---------- ROWS

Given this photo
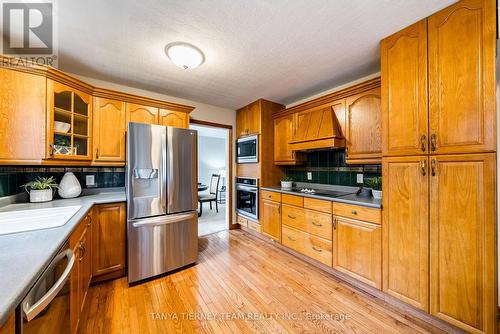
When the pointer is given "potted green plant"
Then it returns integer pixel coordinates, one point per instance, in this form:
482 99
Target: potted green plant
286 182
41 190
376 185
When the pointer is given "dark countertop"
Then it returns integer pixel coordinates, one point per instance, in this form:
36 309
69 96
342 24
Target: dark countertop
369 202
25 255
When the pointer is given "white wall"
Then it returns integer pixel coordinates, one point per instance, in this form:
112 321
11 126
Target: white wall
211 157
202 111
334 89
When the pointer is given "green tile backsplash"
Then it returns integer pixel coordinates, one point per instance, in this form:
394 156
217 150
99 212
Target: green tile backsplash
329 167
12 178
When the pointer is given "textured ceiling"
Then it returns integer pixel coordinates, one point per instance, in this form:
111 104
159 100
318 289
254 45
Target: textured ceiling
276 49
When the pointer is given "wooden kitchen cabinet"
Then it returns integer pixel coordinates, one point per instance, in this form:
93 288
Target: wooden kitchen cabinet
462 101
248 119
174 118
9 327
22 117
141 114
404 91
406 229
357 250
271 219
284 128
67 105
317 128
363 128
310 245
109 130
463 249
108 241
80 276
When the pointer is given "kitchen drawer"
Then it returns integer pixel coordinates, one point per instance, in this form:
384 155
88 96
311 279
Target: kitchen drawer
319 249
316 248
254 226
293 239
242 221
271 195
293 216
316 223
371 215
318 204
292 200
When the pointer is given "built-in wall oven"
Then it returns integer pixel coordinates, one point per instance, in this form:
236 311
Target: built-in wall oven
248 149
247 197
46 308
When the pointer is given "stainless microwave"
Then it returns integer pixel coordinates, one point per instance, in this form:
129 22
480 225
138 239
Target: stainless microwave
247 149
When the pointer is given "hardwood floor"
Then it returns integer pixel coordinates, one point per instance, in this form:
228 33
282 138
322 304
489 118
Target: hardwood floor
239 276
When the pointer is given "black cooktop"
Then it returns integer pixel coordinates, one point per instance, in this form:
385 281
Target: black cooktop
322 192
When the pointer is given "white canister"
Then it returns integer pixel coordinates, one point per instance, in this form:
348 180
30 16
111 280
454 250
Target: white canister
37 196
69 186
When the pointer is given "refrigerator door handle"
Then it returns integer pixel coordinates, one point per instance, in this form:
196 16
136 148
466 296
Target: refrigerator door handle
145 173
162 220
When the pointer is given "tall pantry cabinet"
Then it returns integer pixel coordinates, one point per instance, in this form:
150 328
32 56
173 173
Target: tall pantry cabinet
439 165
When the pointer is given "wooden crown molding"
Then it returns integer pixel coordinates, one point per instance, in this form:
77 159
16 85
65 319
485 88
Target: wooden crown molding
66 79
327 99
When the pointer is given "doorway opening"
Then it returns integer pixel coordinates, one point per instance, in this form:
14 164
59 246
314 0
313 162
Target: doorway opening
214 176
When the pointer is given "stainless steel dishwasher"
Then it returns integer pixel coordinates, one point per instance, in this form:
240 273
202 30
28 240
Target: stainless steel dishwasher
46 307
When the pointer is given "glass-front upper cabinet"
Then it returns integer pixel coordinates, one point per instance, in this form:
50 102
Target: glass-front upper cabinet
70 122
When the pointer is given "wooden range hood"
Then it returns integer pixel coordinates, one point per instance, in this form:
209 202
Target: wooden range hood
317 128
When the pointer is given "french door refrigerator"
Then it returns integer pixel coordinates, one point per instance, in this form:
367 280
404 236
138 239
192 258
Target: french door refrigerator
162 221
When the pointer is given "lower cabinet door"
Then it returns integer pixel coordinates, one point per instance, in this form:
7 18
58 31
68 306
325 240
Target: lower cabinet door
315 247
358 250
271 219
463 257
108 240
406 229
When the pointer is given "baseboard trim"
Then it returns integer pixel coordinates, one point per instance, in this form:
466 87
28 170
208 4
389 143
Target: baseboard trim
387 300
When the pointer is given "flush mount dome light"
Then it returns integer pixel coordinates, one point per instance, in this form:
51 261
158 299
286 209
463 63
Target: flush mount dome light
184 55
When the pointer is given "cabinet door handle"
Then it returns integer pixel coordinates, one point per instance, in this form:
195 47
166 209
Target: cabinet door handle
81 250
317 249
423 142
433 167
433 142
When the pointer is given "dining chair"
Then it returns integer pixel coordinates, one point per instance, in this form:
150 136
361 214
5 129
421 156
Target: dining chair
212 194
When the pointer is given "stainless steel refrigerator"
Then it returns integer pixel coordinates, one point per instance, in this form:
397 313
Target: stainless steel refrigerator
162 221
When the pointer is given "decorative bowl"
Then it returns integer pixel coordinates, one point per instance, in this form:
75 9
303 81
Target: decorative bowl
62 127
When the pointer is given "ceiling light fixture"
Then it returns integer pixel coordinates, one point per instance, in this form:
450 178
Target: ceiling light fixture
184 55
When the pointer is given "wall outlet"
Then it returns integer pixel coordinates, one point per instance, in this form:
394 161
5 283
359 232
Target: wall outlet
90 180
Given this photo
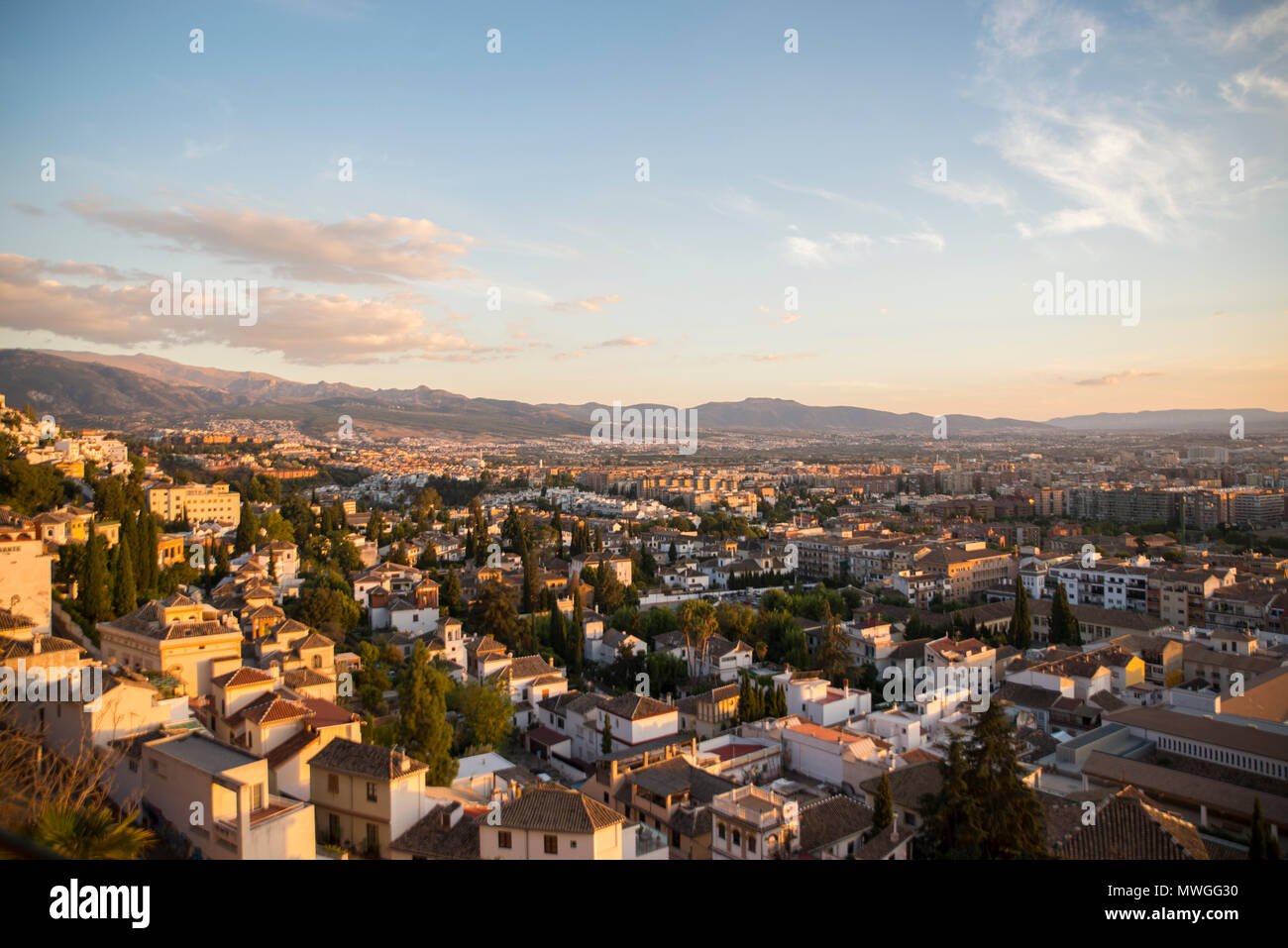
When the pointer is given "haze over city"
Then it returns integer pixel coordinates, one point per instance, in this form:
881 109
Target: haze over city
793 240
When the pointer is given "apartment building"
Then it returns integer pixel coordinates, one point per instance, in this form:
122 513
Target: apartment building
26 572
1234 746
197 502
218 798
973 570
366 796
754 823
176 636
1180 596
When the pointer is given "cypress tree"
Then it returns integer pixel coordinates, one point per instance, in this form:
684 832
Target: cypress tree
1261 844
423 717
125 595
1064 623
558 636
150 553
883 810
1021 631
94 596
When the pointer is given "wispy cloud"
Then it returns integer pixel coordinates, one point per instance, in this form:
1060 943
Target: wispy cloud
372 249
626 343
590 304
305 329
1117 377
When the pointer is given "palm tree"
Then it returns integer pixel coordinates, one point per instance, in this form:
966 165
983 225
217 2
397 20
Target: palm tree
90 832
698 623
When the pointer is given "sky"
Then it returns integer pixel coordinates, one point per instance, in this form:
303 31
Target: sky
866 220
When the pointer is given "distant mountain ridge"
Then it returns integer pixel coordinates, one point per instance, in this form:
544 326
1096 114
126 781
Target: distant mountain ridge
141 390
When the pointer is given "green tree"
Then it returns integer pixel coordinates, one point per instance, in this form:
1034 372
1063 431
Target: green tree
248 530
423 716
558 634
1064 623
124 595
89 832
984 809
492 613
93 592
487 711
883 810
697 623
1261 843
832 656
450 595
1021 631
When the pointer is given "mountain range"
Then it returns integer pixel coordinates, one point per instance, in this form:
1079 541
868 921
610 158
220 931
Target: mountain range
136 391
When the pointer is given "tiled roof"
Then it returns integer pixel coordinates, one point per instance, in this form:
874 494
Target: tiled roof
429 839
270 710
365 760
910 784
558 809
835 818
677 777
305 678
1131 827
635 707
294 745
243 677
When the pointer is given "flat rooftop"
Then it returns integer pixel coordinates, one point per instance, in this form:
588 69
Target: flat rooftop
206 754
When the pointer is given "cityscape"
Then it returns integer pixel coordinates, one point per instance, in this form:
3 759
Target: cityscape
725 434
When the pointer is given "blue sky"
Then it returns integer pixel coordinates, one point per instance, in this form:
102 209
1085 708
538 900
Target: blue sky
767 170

--------------------
---------- ROWS

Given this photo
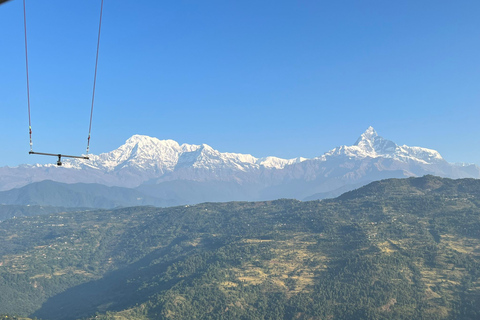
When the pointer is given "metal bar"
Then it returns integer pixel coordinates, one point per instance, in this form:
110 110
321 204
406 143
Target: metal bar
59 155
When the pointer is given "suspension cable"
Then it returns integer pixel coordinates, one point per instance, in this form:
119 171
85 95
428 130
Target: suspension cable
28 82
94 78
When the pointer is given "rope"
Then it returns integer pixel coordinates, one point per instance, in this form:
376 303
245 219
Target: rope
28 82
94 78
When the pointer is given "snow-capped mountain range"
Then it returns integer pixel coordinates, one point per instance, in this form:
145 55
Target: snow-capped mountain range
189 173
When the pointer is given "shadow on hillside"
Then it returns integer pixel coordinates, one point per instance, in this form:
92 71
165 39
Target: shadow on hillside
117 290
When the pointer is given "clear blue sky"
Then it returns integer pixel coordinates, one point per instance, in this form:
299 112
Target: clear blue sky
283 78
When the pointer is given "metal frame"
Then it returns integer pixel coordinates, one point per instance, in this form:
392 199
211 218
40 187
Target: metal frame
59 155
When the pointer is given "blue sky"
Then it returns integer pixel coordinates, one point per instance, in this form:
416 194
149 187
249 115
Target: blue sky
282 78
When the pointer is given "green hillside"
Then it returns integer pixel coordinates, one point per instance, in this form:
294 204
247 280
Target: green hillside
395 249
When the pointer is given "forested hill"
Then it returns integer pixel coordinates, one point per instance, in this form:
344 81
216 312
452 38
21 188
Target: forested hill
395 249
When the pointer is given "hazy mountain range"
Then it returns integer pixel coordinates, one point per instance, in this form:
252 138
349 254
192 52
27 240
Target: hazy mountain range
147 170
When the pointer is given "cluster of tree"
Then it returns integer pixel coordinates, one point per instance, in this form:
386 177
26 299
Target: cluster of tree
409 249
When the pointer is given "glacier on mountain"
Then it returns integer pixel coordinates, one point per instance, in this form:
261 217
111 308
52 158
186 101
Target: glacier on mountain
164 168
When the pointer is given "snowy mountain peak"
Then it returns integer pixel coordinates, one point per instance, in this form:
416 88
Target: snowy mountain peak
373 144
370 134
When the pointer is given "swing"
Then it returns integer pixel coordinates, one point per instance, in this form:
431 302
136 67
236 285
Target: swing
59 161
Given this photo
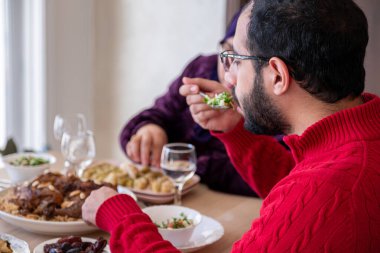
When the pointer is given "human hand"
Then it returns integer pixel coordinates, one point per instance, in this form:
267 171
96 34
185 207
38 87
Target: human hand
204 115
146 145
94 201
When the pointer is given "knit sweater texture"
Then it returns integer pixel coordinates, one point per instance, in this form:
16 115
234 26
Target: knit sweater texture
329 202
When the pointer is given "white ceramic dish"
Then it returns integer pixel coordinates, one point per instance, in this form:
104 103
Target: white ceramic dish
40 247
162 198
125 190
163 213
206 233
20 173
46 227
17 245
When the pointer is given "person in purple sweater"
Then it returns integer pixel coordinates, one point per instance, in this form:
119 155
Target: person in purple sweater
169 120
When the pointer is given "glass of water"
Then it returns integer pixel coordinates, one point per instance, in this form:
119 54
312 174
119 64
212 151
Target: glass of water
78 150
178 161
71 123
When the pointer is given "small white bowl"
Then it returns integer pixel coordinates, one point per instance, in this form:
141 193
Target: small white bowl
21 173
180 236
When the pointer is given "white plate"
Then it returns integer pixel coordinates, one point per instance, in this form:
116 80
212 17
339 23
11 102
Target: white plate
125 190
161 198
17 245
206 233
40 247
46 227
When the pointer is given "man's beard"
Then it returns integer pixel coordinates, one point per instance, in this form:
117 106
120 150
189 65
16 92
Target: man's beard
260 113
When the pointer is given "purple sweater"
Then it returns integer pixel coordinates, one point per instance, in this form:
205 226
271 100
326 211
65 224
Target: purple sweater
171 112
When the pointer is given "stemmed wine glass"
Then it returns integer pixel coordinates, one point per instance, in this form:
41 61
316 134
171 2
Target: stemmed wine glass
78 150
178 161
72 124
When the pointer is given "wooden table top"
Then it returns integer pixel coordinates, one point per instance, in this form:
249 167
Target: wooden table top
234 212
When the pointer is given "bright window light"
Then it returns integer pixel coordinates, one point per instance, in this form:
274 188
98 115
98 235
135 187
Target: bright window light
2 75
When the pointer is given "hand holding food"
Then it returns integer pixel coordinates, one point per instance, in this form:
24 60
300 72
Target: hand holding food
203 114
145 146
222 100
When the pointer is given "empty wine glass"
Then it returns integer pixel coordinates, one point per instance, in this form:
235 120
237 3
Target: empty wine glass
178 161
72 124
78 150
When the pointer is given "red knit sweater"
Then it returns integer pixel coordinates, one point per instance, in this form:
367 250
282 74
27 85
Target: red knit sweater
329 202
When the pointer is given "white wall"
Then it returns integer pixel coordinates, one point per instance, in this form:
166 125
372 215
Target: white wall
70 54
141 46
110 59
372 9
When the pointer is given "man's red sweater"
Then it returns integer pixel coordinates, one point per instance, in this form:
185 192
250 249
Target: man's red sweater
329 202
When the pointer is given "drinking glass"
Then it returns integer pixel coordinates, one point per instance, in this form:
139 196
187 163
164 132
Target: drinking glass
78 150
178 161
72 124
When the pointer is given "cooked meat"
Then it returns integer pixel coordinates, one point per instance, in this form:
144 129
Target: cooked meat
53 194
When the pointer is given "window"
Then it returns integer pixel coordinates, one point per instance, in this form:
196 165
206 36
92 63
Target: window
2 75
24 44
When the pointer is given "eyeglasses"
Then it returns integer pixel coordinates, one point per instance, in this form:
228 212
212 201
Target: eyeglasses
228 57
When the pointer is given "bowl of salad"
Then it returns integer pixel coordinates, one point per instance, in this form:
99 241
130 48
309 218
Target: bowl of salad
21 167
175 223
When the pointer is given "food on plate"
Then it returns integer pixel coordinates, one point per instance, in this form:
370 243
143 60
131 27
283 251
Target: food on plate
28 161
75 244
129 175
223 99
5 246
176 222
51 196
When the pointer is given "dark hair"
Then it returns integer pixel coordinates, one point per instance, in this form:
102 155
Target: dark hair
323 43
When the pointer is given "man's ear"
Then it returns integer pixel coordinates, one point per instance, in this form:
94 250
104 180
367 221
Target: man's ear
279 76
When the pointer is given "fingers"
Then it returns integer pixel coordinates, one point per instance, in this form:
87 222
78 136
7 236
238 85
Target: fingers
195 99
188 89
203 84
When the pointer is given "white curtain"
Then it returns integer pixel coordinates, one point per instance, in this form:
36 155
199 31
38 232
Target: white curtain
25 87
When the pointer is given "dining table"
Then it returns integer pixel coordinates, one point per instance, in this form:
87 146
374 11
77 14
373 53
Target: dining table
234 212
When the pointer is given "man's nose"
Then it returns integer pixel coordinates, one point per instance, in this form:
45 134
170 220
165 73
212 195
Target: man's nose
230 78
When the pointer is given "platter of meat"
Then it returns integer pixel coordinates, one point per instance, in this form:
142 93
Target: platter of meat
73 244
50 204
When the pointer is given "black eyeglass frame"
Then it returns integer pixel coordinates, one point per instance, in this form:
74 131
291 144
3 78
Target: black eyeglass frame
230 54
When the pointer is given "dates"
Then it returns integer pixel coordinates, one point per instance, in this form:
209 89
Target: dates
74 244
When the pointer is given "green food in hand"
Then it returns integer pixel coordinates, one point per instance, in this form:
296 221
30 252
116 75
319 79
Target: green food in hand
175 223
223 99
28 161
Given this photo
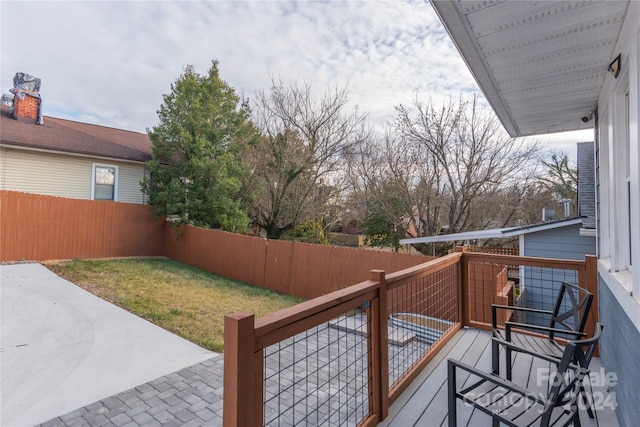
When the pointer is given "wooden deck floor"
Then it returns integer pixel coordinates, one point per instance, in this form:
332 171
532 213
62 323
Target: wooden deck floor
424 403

--------------------

▶ WHAT IS ASKED
Locate each line in the rows above that contains the word "black", and copy every such line.

▶ TASK OUTPUT
When the pointer is given "black cooktop"
Target: black cooktop
When the pointer is given "black eyeglass frame"
Target: black eyeglass frame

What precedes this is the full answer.